## RECORDS PROVIDED
★ ★ ★
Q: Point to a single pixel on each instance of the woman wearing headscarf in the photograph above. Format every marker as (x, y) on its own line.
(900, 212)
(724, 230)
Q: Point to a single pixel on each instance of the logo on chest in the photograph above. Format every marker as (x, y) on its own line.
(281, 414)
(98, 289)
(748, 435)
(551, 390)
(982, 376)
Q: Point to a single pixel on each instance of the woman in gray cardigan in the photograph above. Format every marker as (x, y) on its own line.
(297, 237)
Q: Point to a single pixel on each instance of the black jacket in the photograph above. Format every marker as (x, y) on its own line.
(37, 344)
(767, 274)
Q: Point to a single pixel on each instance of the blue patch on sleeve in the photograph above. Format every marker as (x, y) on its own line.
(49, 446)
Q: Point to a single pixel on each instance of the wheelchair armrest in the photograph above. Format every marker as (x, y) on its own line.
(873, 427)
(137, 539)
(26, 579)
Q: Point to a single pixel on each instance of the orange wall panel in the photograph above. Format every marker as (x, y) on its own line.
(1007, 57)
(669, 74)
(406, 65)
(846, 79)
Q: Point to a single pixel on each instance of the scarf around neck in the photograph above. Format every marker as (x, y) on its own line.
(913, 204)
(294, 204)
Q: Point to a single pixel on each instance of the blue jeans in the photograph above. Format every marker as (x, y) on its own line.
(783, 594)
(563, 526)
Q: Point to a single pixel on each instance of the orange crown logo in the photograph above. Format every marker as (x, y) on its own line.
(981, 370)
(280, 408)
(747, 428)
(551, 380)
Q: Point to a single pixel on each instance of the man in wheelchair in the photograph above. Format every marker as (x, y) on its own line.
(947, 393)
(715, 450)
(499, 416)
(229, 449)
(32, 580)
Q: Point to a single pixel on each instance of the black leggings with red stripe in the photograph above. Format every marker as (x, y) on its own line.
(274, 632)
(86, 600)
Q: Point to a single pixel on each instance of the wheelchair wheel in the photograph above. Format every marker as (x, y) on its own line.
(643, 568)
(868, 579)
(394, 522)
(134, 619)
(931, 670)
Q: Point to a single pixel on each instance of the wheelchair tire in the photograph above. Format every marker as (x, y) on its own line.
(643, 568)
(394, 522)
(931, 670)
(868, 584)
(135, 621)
★ ★ ★
## TO DO
Can you retype the data from the line containing "man in wheelchair" down through the final line, with both ends included and every line reproduced character for character?

## WRITTEN ANSWER
Q: Point to a single pixel on each instance of the man in wheelchair in the photograph above. Format every marker as (x, y) on its own line.
(947, 393)
(715, 450)
(499, 416)
(229, 449)
(32, 580)
Q: Point to a single pixel on each instance of the black leggings with red stripe in the photograph above. Format every marker as (x, y) on its own line.
(274, 632)
(86, 600)
Q: Point to a single pixel on each instance of the wheelchair wheel in the photograph above. Format every marker as (x, y) on its own line.
(643, 568)
(868, 579)
(394, 522)
(134, 619)
(931, 670)
Q: Point to a single pixel on each instance of the wheelchair tire in the photograph above. Format every marker as (x, y) on its own line.
(643, 568)
(394, 522)
(931, 670)
(868, 584)
(135, 621)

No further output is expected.